(Text section):

- - - - - - -

Let's use **Statsmodels** to estimate the model coefficients for the advertising data:

In [None]:
# this is the standard import if you're using "formula notation" (similar to R)
import statsmodels.formula.api as smf

# create a fitted model in one line
lm = smf.ols(formula='Sales ~ TV', data=data).fit()

# print the coefficients
lm.params

## Interpreting Model Coefficients

How do we interpret the TV coefficient ($\beta_1$)?
- A "unit" increase in TV ad spending is **associated with** a 0.047537 "unit" increase in Sales.
- Or more clearly: An additional $1,000 spent on TV ads is **associated with** an increase in sales of 47.537 widgets.

Note that if an increase in TV ad spending was associated with a **decrease** in sales, $\beta_1$ would be **negative**.

## Using the Model for Prediction

Let's say that there was a new market where the TV advertising spend was **$50,000**. What would we predict for the Sales in that market?

$$y = \beta_0 + \beta_1x$$
$$y = 7.032594 + 0.047537 \times 50$$

In [None]:
# manually calculate the prediction
7.032594 + 0.047537*50

Thus, we would predict Sales of **9,409 widgets** in that market.

Of course, we can also use Statsmodels to make the prediction:

In [None]:
# you have to create a DataFrame since the Statsmodels formula interface expects it
X_new = pd.DataFrame({'TV': [50]})
X_new.head()

In [None]:
# use the model to make predictions on a new value
lm.predict(X_new)

## Plotting the Least Squares Line

Let's make predictions for the **smallest and largest observed values of x**, and then use the predicted values to plot the least squares line:

In [None]:
# create a DataFrame with the minimum and maximum values of TV
X_new = pd.DataFrame({'TV': [data.TV.min(), data.TV.max()]})
X_new.head()

In [None]:
# make predictions for those x values and store them
preds = lm.predict(X_new)
preds

In [None]:
# first, plot the observed data
data.plot(kind='scatter', x='TV', y='Sales')

# then, plot the least squares line
plt.plot(X_new, preds, c='red', linewidth=2)

## Hypothesis Testing and p-values
Generally speaking, you start with a **null hypothesis** and an **alternative hypothesis** (that is opposite the null). Then, you check whether the data supports **rejecting the null hypothesis** or **failing to reject the null hypothesis**.

- - - - - - -

(Available data):
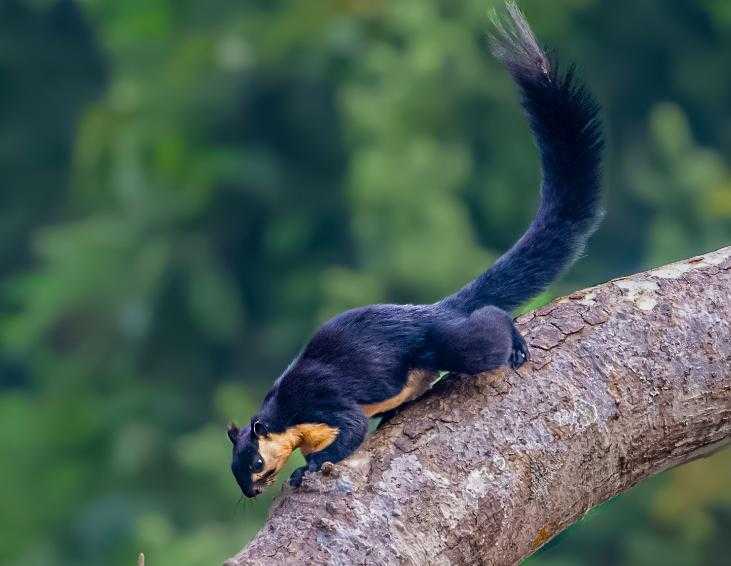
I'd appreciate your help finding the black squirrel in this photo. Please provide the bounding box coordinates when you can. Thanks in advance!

- - - - - - -

(Problem): Extend the advertising regression walkthrough, starting right after its final sentence about rejecting or failing to reject the null hypothesis.

(Exercise response):
(Note that "failing to reject" the null is not the same as "accepting" the null hypothesis. The alternative hypothesis may indeed be true, except that you just don't have enough data to show that.)

As it relates to model coefficients, here is the conventional hypothesis test:
- **null hypothesis:** There is no relationship between TV ads and Sales (and thus $\beta_1$ equals zero)
- **alternative hypothesis:** There is a relationship between TV ads and Sales (and thus $\beta_1$ is not equal to zero)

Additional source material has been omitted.